▶ [Given records]
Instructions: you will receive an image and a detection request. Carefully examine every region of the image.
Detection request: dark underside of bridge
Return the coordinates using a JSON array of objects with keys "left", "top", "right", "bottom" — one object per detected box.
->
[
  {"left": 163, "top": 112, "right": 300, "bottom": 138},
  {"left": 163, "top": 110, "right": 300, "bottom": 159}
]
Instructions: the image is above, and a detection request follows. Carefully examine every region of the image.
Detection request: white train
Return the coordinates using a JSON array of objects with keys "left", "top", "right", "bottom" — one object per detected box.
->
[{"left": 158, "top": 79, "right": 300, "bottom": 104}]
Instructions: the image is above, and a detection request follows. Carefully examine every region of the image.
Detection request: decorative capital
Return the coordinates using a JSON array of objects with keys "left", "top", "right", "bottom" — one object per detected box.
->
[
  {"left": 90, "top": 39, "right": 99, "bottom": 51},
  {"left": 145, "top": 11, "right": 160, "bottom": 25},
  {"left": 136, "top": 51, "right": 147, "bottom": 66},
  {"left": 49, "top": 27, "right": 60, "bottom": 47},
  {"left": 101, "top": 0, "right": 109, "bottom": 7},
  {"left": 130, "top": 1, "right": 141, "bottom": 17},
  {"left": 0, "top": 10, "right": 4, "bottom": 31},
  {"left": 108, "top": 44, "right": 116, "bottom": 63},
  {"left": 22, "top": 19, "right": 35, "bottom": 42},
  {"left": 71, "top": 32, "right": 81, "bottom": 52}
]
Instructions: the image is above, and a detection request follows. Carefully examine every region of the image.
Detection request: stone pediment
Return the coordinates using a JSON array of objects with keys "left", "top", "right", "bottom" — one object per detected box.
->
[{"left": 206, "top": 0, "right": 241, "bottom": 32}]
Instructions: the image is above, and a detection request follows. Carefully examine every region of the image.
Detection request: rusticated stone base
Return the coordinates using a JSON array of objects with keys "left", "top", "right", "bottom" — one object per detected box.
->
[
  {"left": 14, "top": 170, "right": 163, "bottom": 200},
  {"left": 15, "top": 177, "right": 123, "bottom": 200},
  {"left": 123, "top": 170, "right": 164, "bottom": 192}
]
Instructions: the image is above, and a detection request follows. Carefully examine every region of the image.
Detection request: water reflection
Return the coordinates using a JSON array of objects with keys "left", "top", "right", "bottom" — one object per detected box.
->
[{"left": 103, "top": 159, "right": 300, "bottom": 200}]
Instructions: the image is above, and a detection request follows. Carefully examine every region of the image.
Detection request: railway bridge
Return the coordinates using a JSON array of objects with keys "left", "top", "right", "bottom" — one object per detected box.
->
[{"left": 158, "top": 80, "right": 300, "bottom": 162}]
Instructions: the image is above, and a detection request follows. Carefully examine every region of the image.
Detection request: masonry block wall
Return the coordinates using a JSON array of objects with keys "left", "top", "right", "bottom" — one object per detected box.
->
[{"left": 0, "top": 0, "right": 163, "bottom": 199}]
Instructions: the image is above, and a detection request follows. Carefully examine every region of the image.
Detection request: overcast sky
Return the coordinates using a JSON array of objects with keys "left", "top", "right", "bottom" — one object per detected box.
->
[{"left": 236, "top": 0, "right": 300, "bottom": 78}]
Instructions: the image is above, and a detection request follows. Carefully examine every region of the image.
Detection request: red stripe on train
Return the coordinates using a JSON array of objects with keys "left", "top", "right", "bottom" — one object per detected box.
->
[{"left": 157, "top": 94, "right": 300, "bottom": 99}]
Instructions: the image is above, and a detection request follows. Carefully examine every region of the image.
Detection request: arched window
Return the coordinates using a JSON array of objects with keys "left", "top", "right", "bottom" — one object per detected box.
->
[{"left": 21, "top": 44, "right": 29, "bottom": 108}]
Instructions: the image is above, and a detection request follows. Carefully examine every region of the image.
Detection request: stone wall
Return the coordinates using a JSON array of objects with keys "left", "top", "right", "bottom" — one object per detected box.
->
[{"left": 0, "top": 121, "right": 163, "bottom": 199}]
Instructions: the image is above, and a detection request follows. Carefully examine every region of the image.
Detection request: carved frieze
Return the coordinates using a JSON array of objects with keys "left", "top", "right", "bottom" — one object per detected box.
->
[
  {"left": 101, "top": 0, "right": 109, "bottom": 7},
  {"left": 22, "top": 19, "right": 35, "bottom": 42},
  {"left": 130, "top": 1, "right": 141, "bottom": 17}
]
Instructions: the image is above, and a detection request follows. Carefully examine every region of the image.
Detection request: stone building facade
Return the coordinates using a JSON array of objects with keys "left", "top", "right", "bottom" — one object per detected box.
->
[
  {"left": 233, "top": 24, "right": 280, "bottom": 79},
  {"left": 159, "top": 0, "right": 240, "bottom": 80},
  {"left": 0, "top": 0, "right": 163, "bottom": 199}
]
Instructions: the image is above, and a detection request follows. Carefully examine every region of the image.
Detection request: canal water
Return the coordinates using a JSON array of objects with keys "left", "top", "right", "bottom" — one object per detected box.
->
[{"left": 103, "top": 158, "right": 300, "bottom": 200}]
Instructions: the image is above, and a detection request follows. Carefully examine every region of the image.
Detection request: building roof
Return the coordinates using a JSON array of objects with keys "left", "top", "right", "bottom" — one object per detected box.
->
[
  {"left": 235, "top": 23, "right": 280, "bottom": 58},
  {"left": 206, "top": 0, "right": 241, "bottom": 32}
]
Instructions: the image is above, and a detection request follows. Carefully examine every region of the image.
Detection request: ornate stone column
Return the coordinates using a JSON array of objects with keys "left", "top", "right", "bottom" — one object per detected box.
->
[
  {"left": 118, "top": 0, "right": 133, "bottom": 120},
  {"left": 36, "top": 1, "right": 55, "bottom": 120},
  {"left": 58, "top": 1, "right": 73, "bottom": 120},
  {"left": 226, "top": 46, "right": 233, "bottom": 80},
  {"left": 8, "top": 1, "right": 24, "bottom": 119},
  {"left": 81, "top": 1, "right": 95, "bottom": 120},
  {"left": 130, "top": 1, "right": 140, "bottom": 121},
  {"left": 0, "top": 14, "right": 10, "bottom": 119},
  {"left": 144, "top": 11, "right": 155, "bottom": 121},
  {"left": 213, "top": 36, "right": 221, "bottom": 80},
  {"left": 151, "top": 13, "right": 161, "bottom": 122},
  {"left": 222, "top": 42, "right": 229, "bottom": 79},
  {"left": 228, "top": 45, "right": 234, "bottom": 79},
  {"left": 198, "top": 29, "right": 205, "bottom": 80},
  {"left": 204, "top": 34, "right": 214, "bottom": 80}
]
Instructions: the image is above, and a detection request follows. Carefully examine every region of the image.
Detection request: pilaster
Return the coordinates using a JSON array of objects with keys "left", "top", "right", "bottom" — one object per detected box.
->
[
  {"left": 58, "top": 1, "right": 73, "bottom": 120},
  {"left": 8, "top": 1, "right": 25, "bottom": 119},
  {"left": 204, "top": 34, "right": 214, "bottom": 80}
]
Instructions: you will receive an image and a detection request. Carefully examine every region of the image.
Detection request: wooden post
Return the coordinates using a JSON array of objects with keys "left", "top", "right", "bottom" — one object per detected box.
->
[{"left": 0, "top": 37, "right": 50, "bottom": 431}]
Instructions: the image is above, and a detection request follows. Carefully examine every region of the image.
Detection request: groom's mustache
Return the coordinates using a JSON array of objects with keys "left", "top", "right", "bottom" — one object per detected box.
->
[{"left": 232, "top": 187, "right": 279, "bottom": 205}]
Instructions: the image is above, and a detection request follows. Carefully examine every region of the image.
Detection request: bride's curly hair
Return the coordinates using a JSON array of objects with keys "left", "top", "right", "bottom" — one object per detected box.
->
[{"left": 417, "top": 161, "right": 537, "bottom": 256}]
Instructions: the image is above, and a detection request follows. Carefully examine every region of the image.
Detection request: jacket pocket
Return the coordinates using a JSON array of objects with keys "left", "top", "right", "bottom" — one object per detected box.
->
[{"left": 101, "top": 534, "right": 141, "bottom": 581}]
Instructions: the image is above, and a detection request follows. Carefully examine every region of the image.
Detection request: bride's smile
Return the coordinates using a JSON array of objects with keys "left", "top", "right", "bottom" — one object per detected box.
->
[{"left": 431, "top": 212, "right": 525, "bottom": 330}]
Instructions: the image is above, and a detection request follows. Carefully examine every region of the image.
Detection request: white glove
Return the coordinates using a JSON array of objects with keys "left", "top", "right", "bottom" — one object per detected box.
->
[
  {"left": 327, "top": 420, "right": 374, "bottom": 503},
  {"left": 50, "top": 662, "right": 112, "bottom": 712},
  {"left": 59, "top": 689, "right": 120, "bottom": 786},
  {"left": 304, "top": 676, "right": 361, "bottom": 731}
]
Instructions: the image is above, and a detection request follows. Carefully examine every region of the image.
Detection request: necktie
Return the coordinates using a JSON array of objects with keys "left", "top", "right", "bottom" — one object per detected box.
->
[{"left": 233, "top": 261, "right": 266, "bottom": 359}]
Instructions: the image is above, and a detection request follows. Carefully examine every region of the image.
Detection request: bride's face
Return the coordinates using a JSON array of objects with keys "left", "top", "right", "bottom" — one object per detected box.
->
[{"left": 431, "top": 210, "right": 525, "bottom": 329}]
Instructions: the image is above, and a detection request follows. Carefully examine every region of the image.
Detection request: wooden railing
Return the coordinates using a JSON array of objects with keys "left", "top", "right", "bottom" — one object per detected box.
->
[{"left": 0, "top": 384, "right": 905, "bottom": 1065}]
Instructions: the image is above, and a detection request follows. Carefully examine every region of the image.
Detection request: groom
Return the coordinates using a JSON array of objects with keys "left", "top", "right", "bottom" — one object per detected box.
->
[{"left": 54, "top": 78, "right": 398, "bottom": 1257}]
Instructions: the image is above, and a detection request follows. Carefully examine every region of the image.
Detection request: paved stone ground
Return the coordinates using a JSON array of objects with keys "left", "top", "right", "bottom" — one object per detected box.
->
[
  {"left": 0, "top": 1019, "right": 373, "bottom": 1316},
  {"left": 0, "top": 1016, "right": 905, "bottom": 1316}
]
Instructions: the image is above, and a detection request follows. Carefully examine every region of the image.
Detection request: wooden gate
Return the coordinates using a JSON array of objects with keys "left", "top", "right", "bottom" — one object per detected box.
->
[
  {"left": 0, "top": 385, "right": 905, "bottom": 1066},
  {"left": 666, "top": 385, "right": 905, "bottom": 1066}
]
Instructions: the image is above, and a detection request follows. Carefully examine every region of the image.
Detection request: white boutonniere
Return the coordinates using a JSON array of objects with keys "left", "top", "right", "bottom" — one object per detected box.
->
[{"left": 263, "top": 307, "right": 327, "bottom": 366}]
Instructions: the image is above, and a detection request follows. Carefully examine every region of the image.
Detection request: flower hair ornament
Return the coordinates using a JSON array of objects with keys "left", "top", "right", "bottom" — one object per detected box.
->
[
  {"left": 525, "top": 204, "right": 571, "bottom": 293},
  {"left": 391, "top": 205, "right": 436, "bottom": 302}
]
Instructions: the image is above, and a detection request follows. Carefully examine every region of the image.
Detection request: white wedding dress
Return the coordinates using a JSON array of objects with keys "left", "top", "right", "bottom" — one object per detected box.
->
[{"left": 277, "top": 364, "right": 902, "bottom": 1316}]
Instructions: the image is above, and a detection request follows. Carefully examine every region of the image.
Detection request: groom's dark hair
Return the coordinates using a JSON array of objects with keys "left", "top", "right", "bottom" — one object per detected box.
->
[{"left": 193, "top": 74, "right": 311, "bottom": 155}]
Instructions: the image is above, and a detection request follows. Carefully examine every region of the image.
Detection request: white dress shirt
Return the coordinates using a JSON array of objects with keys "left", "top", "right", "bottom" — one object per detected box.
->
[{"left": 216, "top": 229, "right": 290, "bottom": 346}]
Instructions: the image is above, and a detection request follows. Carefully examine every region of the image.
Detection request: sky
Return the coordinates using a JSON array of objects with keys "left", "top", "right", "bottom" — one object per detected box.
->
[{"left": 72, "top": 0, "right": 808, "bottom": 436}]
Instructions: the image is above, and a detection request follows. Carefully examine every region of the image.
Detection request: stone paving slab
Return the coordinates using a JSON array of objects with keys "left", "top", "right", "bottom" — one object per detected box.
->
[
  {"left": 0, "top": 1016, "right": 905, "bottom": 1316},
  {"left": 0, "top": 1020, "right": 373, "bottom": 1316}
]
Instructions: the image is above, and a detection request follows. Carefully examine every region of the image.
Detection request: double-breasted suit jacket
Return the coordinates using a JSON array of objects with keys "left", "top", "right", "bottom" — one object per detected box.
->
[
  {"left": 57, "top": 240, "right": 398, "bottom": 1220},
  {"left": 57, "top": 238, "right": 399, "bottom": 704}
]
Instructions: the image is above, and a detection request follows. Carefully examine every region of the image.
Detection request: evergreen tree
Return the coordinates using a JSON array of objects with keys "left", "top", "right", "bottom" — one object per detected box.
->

▶ [Task objective]
Find each line in the records above that contains the word "bridge" and copy those lines out in full.

▶ [Expected output]
Detection request: dark underside of bridge
Detection request: railway bridge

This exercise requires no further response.